[[ Data excerpts, beginning ]]
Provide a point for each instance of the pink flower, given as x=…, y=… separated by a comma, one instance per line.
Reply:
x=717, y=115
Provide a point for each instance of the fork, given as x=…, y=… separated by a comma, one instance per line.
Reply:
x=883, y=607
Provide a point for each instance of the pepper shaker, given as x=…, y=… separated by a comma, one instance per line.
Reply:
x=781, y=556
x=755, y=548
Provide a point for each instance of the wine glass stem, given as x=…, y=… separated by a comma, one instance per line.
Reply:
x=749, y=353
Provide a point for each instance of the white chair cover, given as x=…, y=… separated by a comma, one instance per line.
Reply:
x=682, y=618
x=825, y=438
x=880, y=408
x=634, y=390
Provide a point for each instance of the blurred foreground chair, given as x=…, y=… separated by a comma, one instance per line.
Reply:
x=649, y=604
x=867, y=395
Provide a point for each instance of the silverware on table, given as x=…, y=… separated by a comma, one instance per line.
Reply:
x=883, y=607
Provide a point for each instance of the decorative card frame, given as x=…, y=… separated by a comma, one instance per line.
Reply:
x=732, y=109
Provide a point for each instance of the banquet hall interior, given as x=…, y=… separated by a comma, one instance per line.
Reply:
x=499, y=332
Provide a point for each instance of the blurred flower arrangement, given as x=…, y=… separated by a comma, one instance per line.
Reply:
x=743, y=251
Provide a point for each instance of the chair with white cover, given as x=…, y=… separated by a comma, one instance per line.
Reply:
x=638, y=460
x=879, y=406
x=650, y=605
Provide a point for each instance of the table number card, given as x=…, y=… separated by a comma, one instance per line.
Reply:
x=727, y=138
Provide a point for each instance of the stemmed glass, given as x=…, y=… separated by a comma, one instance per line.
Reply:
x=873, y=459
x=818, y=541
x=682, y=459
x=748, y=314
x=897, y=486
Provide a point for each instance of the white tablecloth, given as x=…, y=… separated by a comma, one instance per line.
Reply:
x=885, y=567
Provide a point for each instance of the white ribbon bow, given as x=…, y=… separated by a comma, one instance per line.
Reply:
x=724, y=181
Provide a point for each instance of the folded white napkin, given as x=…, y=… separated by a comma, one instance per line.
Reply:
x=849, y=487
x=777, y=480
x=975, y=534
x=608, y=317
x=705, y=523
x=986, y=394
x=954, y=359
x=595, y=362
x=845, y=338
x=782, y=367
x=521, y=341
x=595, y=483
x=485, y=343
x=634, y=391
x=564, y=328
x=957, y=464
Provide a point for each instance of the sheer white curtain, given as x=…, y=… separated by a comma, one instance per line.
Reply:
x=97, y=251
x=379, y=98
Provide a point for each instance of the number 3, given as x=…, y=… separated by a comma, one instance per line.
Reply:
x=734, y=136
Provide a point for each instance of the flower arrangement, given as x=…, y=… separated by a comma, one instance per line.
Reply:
[[ Data excerpts, end ]]
◆ Exercise brief
Return every record exactly as it was given.

◆ Answer section
Provide a point for each instance of the pink flower, given as x=…, y=… separated by a comma, one instance per line.
Reply:
x=717, y=115
Provide a point for each instance of the fork, given as x=…, y=… separated by a comma, one instance per line.
Reply:
x=883, y=607
Provide a point for each instance of the pepper shaker, given as x=…, y=… separated by a comma, one instance per line.
Reply:
x=781, y=556
x=755, y=548
Provide a point for each instance of the wine glass stem, given as x=…, y=… separated by a comma, one instance per line.
Reply:
x=749, y=353
Provide a point for each instance of the white chair cover, given as x=…, y=… separated by a comma, one instance per line.
Reply:
x=682, y=618
x=825, y=438
x=880, y=408
x=634, y=390
Provide a point for each instance of the blurred foreground chair, given as x=…, y=… separated by a comma, one instance per line.
Reply:
x=649, y=604
x=867, y=395
Provide a point for each instance of the silverware on table, given as x=…, y=… separated by a comma, one instance per line.
Reply:
x=883, y=607
Provide a point for each instance of the decorative card frame, given as x=…, y=… separated by a comma, one instance per line.
Reply:
x=732, y=109
Provide a point for each instance of the banquet hall interior, given as x=…, y=… separated by a comma, one instance per line.
Reply:
x=499, y=332
Provide a point for each instance of the blurred flower arrangement, given as x=…, y=… separated by a comma, one instance per line.
Reply:
x=743, y=251
Provide a point for each instance of the chair with white cover, given as x=…, y=… separated by a comma, one instance per line.
Reply:
x=638, y=460
x=879, y=406
x=650, y=605
Provide a point for each instance of the table number card, given as x=…, y=… separated by a comma, one instance per line.
Reply:
x=727, y=138
Provide a point for each instance of the stemmed glass, given as x=…, y=… separated by a comma, one instance per line.
Reply:
x=873, y=459
x=818, y=541
x=682, y=459
x=748, y=314
x=897, y=486
Provide a point for each instance of the white tablecloth, given as x=…, y=… separated by a comma, one instance per line.
Reply:
x=885, y=567
Provide a point for each instance of the white ribbon bow, given as x=…, y=… separated by a comma, one instance per line.
Reply:
x=724, y=181
Provide a point for each instance of the folded white napkin, given as x=…, y=… separated by a comma, one instance per line.
Reply:
x=849, y=487
x=777, y=480
x=975, y=534
x=608, y=317
x=705, y=523
x=986, y=394
x=954, y=359
x=595, y=362
x=845, y=338
x=782, y=367
x=521, y=341
x=595, y=483
x=485, y=343
x=634, y=391
x=564, y=328
x=957, y=464
Provide a point for each instance of the sheer white curtain, given as x=…, y=… separated by a comma, one instance per line.
Reply:
x=97, y=251
x=379, y=98
Provide a point for each instance of the number 3, given as x=…, y=… separated by a comma, one instance per line.
Reply:
x=734, y=136
Provide a point for each instance of the flower arrangement, given as x=…, y=… separated by a comma, one instance per line.
Reply:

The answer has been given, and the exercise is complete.